Work request 1: Summarize the passage on safety data sheets below in three sentences.
Work request 2:
For each statement below, say yes or no to whether it agrees with the passage on safety data sheets, and quote the words from the passage that decide it.
(a) Construction work is covered under 29 CFR 1926.59.
(b) OSHA enforces the ecological information in Section 12.
(c) The old MSDS regulation set a fixed order for the information.

Passage provided:

»»

That last deadline came and went years ago. If a supplier is still handing you old-style MSDS sheets, that is a compliance problem on their end, and it becomes yours the moment you accept them and rely on them without updating your program. The standard at 29 CFR 1910.1200(g) requires SDSs in the 16-section format.[2]
General industry follows 29 CFR 1910.1200. Construction is covered under 29 CFR 1926.59, which adopts the same requirements by reference.
What are the 16 sections of a Safety Data Sheet?
This is the core of what the old MSDS tried to do, now in a locked sequence. OSHA's HazCom standard at 29 CFR 1910.1200, Appendix D spells out exactly what goes in each section.[2]
| Section | Title | What it tells you |
|---|---|---|
| 1 | Identification | Product name, manufacturer, intended use, emergency phone number |
| 2 | Hazard(s) identification | GHS hazard classification, signal word (Danger/Warning), pictograms |
| 3 | Composition / ingredients | Chemical identity, CAS numbers, concentration ranges |
| 4 | First-aid measures | What to do after exposure: inhalation, skin, eyes, ingestion |
| 5 | Fire-fighting measures | Suitable extinguishing media, special hazards from combustion |
| 6 | Accidental release measures | Spill/leak procedures, containment steps, PPE needed |
| 7 | Handling and storage | Safe handling practices, incompatible materials, storage conditions |
| 8 | Exposure controls / PPE | OSHA PELs, ACGIH TLVs, required respiratory protection and gloves |
| 9 | Physical and chemical properties | Appearance, odor, pH, flash point, boiling point, vapor pressure |
| 10 | Stability and reactivity | Conditions to avoid, hazardous decomposition products |
| 11 | Toxicological information | Routes of exposure, LD50 values, carcinogenicity data |
| 12 | Ecological information | Environmental fate (not enforced by OSHA, but required by EPA) |
| 13 | Disposal considerations | Safe disposal methods and regulatory requirements |
| 14 | Transport information | DOT, IATA, IMDG hazard classes and UN numbers |
| 15 | Regulatory information | SARA 311/312 reporting, state right-to-know listings |
| 16 | Other information | Revision date, changes from previous version |
Section 8 drives your PPE decisions. Section 2 gives you the signal word and pictograms at a glance. Section 4 is what your first-aiders need in the first 60 seconds after an incident. Train your people on those three first. The rest matters, but those three prevent injuries and save lives during an emergency.[2]
What were the problems with the old MSDS format?
The old MSDS lived under 29 CFR 1910.1200 too, but the regulation only said what information had to be present, not how to organize it. That freedom caused real operational headaches.

««

Records shown:
»»

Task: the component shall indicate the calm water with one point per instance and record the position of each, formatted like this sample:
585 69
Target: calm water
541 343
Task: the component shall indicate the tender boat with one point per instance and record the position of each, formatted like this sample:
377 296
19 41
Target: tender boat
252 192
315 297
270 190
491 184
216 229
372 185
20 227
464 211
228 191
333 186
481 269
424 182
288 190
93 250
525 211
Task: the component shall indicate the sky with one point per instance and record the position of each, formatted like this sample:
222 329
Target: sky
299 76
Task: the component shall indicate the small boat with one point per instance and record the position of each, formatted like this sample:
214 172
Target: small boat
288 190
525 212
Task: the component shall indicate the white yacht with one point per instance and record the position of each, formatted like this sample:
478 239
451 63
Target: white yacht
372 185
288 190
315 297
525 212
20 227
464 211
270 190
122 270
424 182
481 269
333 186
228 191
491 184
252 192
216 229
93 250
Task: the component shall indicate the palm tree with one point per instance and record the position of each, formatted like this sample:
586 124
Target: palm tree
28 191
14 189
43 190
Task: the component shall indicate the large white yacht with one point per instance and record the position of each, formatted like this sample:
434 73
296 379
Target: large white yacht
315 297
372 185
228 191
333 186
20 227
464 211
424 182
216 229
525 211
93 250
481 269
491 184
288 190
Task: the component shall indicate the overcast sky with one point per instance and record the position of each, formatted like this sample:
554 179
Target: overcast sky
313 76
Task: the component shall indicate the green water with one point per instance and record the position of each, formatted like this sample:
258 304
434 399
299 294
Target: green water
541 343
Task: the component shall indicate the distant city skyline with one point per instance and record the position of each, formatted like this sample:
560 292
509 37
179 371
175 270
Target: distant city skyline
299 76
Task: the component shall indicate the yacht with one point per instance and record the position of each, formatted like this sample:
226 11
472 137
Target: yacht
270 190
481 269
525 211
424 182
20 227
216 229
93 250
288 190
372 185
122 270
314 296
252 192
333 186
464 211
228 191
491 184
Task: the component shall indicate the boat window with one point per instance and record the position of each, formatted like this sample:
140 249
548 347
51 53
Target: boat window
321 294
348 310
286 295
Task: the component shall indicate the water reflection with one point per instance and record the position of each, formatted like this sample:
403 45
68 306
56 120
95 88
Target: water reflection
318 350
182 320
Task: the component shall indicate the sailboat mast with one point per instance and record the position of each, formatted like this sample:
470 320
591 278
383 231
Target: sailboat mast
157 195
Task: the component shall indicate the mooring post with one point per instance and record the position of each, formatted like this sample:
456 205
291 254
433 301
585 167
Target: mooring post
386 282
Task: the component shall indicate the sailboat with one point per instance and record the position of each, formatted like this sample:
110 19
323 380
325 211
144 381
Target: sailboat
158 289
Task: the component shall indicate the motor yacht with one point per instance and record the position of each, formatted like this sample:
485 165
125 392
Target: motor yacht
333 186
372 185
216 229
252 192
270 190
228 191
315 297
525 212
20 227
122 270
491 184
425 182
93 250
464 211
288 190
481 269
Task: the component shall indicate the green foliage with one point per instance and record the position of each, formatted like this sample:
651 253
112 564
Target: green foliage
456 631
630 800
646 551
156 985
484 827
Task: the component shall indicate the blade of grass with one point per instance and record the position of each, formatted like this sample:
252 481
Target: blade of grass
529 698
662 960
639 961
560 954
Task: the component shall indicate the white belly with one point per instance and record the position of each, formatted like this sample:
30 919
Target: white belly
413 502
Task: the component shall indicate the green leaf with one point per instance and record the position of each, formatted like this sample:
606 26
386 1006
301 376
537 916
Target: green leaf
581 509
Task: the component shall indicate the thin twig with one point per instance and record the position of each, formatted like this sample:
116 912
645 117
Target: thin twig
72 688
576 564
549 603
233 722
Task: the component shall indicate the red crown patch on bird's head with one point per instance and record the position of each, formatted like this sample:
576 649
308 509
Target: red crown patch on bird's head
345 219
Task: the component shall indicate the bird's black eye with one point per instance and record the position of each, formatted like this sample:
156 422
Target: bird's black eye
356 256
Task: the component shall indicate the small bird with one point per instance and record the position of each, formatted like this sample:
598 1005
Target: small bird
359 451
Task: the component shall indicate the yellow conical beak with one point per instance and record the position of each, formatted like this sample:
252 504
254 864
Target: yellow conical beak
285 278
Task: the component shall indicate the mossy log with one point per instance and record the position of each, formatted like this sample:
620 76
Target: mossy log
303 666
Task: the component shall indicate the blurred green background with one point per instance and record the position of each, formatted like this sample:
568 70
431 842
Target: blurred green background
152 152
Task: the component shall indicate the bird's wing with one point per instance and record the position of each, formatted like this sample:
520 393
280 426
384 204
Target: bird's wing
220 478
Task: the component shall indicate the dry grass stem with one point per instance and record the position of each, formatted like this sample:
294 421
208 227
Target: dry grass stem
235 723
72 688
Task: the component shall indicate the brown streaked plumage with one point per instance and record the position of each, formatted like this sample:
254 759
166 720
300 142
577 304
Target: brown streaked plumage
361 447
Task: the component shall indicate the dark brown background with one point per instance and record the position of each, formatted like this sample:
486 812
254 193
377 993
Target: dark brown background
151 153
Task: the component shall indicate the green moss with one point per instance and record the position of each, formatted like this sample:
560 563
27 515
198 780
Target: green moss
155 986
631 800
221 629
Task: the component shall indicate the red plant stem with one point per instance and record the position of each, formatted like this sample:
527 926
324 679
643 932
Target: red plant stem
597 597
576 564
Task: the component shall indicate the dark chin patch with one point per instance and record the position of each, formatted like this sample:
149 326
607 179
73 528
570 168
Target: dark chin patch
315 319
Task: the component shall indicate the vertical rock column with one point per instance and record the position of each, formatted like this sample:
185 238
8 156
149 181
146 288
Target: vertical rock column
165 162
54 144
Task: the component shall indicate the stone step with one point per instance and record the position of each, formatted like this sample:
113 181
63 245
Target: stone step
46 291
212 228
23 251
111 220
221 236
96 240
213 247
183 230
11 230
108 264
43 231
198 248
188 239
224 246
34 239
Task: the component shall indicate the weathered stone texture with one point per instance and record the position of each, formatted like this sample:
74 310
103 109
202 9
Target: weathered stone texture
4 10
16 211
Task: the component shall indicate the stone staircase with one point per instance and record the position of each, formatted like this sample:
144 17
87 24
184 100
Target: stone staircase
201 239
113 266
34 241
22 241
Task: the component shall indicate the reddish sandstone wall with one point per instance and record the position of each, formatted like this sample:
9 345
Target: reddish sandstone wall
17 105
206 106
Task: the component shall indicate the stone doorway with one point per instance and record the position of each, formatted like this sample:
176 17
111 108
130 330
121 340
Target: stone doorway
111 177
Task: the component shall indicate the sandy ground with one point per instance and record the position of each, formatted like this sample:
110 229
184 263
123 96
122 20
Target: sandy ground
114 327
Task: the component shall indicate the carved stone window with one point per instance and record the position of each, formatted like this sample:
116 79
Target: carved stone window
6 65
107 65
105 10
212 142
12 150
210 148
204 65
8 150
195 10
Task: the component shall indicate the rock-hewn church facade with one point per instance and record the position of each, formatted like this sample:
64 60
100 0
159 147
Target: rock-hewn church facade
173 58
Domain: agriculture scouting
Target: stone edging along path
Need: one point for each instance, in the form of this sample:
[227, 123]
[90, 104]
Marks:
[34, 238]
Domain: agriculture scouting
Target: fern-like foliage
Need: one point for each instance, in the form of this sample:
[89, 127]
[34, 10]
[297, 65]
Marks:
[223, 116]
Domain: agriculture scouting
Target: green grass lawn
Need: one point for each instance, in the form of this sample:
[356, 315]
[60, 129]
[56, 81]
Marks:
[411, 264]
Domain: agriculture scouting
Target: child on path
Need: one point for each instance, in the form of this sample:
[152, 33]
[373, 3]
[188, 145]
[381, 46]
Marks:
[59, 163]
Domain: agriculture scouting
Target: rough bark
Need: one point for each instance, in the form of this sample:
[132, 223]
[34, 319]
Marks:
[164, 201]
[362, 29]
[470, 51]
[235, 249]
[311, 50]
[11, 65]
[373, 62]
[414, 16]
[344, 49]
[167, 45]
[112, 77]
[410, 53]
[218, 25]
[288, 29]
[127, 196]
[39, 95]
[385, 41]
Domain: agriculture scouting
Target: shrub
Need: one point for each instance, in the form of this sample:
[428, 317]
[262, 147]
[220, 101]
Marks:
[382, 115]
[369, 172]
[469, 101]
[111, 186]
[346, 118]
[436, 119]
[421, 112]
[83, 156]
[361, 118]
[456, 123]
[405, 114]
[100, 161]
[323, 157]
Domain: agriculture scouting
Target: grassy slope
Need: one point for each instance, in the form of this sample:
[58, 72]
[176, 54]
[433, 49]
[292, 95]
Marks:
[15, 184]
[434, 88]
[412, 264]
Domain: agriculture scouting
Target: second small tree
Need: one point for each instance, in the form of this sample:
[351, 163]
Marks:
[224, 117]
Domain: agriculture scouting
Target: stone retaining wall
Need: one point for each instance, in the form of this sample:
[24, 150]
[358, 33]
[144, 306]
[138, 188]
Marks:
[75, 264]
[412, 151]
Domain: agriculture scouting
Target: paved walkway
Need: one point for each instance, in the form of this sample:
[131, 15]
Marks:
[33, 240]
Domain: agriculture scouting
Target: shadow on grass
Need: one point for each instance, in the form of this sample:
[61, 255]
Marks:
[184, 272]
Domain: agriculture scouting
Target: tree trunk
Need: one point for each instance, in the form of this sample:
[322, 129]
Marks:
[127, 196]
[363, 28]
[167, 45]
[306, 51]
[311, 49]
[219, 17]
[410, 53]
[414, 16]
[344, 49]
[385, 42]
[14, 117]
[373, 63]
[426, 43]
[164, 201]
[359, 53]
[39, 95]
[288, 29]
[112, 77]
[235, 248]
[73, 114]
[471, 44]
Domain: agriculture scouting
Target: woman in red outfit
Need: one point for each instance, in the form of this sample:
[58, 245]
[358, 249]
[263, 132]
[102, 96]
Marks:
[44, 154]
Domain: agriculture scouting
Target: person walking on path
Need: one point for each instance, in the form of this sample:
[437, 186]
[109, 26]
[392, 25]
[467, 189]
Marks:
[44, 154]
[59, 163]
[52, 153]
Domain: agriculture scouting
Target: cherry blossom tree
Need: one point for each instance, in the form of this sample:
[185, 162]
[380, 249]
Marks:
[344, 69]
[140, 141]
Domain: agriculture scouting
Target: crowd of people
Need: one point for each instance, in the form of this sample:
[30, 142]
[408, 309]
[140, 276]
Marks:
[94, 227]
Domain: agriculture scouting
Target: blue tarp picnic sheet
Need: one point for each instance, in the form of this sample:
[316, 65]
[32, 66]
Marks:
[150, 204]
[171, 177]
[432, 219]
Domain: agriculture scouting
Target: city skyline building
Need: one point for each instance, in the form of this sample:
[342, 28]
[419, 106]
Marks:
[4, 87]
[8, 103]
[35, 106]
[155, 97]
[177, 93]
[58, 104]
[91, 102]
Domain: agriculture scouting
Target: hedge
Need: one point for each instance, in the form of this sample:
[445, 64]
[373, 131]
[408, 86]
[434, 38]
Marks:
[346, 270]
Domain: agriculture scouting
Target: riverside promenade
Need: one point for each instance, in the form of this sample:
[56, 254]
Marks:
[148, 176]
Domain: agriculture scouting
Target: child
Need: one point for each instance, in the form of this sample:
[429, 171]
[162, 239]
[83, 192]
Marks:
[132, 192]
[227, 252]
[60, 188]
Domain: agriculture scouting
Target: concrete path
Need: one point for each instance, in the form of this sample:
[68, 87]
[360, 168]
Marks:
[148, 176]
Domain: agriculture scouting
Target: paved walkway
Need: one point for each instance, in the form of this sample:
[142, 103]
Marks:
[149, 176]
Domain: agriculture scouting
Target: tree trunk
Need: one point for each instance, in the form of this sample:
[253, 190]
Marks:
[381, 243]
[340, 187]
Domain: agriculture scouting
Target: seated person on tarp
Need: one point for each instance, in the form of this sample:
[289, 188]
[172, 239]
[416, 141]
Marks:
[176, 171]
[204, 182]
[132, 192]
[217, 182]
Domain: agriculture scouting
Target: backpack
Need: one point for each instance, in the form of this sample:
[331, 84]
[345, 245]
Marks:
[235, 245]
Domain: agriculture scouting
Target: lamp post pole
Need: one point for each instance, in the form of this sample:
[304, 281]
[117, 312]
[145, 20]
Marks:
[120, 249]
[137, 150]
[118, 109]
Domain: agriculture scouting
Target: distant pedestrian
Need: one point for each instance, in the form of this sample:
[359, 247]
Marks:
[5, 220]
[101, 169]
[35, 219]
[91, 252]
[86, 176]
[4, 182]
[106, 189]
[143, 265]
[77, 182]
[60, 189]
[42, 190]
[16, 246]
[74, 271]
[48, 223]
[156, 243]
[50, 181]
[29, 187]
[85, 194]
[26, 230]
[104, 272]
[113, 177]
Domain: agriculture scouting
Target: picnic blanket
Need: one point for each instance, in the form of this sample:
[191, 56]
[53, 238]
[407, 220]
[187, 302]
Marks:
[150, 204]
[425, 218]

««

Solution 1: Under 29 CFR 1910.1200(g), safety data sheets must follow a 16-section format, and a supplier still handing out old-style MSDS sheets has a compliance problem. Appendix D of the standard spells out what goes in each section, and Sections 8, 2 and 4 (PPE decisions, the signal word and pictograms, and first-aid measures) are the ones to train people on first. The old MSDS rules said what information had to be present but not how to organize it, which caused real operational headaches.

Solution 2:
(a) Yes: "Construction is covered under 29 CFR 1926.59"
(b) No: "not enforced by OSHA, but required by EPA"
(c) No: "the regulation only said what information had to be present, not how to organize it"